→ **Problem requirements**
Please tally the lines in the entries below that contain the string "garage", treating case as significant. Reply with the number alone.

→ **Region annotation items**
^^^^
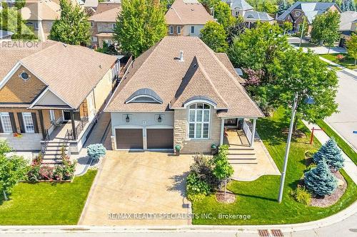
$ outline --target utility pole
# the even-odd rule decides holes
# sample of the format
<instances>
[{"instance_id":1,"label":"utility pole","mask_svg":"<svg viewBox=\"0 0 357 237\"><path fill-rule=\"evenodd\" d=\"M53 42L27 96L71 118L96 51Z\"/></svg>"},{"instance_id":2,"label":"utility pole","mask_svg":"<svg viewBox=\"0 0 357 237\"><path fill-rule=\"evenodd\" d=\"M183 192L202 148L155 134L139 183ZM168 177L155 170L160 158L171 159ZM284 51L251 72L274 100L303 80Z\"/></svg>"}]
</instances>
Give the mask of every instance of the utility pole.
<instances>
[{"instance_id":1,"label":"utility pole","mask_svg":"<svg viewBox=\"0 0 357 237\"><path fill-rule=\"evenodd\" d=\"M301 35L300 36L300 43L298 44L298 48L301 47L301 42L303 41L303 28L305 28L305 17L303 21L303 28L301 29Z\"/></svg>"}]
</instances>

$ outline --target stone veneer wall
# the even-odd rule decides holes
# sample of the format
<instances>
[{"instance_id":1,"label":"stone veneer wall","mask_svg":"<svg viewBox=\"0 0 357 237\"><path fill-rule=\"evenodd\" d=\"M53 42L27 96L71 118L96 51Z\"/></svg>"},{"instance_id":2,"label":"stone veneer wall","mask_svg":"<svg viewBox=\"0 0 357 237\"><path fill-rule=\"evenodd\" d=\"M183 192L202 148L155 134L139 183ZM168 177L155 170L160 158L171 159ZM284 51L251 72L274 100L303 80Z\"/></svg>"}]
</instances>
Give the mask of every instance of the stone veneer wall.
<instances>
[{"instance_id":1,"label":"stone veneer wall","mask_svg":"<svg viewBox=\"0 0 357 237\"><path fill-rule=\"evenodd\" d=\"M174 146L181 147L181 153L195 154L211 152L211 145L219 144L221 139L221 118L216 110L211 111L209 138L192 139L187 138L187 110L175 110L174 128Z\"/></svg>"}]
</instances>

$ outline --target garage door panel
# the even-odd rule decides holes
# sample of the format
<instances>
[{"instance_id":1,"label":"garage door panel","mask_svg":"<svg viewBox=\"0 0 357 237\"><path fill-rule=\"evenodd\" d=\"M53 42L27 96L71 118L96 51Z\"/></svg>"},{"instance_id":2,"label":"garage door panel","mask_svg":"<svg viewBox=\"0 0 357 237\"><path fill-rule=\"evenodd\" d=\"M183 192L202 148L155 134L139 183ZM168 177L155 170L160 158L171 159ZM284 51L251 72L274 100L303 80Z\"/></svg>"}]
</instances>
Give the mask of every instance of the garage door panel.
^^^^
→ **Output**
3